# ¿Por qué los SMS sólo permiten 160 caracteres?



## capitanp (Nov 14, 2006)

La razón por la que los mensajes SMS no pueden exceder de 160 caracteres de longitud. Al parecer los SMS inicialmente se pensaron como mensajes de control, no como un servicio de usuario, y de hecho, van por los canales de control en vez de por los de voz. 

Y es que la inclusión del envío de SMS fue una idea que estuvo a punto de ser descartada en las especificaciones del GSM por que nadie le veía futuro (tremendo acierto el de esta personas. Seguro que fueron los mismos que dijeron que esa chorrada llamada Internet jamás triunfaría ). 

De hecho el estándar permite 140 bytes de "user data" o "payload". Para aprovecharlos mejor, se usa una codificación de 7 bits por carácter, con lo cual de los 140 * 8 = 1120 bits te salen 1120 / 7 = 160 caracteres codificados en 7 bits. 

Otro dato de interés es que los SMS provocaron la caída de la red GSM en múltiples ocasiones puesto que los enlaces troncales de señalización eran de muy bajo tráfico. El caso es que como nadie se esperaba el éxito de los mensajitos cortos, éstos colapsaron el medio y por tanto los teléfonos dejaron de funcionar. Por esta razón hubo que redimensionar la red de señalización. 

Por si te interesa aca podes bajar la especificación de SMS (entre otras cosas): 
www.3gpp.org/ftp/Specs/archive/03_series/03.40/0340-750.zip 


http://www.3gpp.org/ftp/

Conclucion : Los sms son seguros?

Saludos


----------



## agumenara (Feb 28, 2009)

Es la segunda publicación tuya que leo, la primera fue de HDTV, y son muy buenos aportes. No estoy a la altura de calificar a nadie, pero estos son datos interesantes, por lo menos para mi. 
Seguí así nomás.. saludos


----------



## electrodan (Abr 22, 2009)

capitanp dijo:
			
		

> Conclucion : Los sms son seguros?


En eso fue lo mismo que pensé cuando leí que van por el "canal de control"... Hasta ahora que yo sepa no se encontró ninguna vulnerabilidad en los sms.
Pero el GSM tampoco es muy seguro, puesto que no codifica nada, solo son canales conmutados (en tiempo y frecuencia).


----------



## ambarino (Ene 5, 2010)

Pues esta noticia dice lo contrario!!!!

*Alemán revela código secreto para llamadas de teléfonos*

 Un experto de seguridad alemán desató la ira de las compañías de teléfonos celulares después que él y un grupo de investigadores difundieron por internet las instrucciones para descifrar el código secreto que protege las llamadas de los teléfonos.

Karsten Nohl, de 28 años, dijo esta semana a The Associated Press que él y otras personas crearon el manual que muestra cómo retirar la codificación GSM para hacer que las conversaciones de más de 3.000 millones de teléfonos celulares estén libres de entrometidos.

◇ ◇ ◇ ◇

Tareas a realizar:
[a] Indica si cada afirmación coincide con el hilo sobre los SMS y responde sí o no. Cita en cada caso las palabras exactas del hilo que lo deciden.
(i) El estándar permite 140 bytes de datos de usuario.
(ii) Los SMS viajan por los canales de voz.
(iii) Karsten Nohl tiene 30 años.
[b] Responde estas preguntas con datos del hilo sobre los SMS:
(i) ¿Cuántos bits por carácter usa la codificación de los SMS?
(ii) ¿Qué hubo que redimensionar después de las caídas de la red GSM?
(iii) ¿A qué agencia de noticias habló Karsten Nohl?
[c] Prosigue el hilo sobre los SMS justo después de la última frase que aparece.

◇ ◇ ◇ ◇

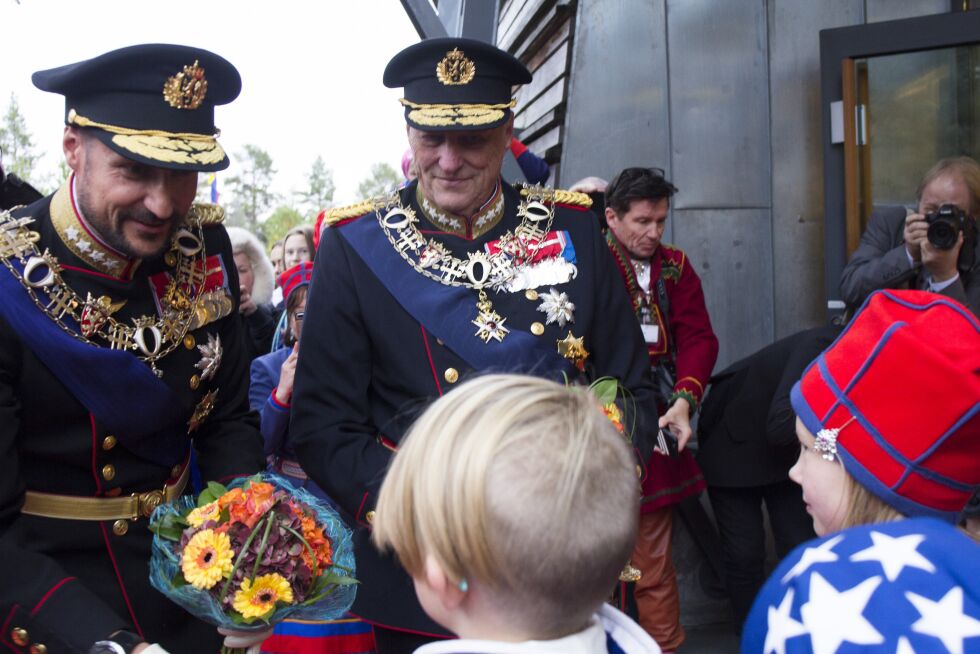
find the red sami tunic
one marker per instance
(670, 480)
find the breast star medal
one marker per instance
(95, 312)
(573, 349)
(556, 306)
(202, 411)
(489, 323)
(210, 357)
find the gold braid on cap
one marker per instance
(82, 121)
(206, 214)
(444, 115)
(158, 145)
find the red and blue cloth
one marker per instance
(348, 636)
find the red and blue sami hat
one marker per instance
(299, 275)
(895, 587)
(897, 398)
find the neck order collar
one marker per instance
(79, 237)
(485, 219)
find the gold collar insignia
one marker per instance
(79, 238)
(485, 219)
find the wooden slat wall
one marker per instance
(539, 33)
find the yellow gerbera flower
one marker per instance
(206, 558)
(256, 599)
(202, 514)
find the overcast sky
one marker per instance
(311, 72)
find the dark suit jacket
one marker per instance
(72, 582)
(881, 261)
(746, 432)
(367, 368)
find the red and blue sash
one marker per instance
(115, 386)
(448, 311)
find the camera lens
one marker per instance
(942, 234)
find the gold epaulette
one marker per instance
(337, 214)
(558, 195)
(206, 214)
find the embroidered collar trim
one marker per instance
(79, 237)
(485, 219)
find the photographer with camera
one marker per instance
(931, 248)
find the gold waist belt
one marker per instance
(73, 507)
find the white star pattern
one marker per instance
(833, 617)
(782, 627)
(945, 619)
(904, 646)
(895, 554)
(811, 555)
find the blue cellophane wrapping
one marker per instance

◇ ◇ ◇ ◇

Respuestas por tarea:
[a]
(i) Sí: "De hecho el estándar permite 140 bytes de "user data" o "payload"."
(ii) No: "van por los canales de control en vez de por los de voz."
(iii) No: "Karsten Nohl, de 28 años"

[b]
(i) 7 bits por carácter.
(ii) La red de señalización.
(iii) The Associated Press.

[c]
Nohl dijo que su propósito era obligar a la compañías a mejorar su seguridad. La guía de su grupo fue publicada en línea a través de sitios de intercambio de archivos.

``El mensaje es tener una seguridad mejor, no que los queramos sabotear'', dijo sobre la campaña. ``La meta es tener una seguridad mejor, si exigimos una mayor seguridad, si cualquiera de los operadores pudiera usar esto como un atractivo de mercadeo... ese sería el mejor resultado'', agregó.

La Asociación de GSM, un grupo sectorial que representa a casi 800 operadores de redes inalámbricas, dijo estar perpleja ante la forma de pensar de Nohl.

``Este tipo de acciones son muy ilegales en Gran Bretaña y serían una gran infracción a la RIPA (la Ley de Regulación de Poderes de Investigación, por sus siglas en inglés), como probablemente lo es en la mayoría de los países'', dijo Claire Cranton, vocera del grupo con sede en Londres.

La RIPA es una ley británica que dicta a las agencias de seguridad e inteligencia la manera de interceptar correos electrónicos e historial de internet de presuntos delictivos.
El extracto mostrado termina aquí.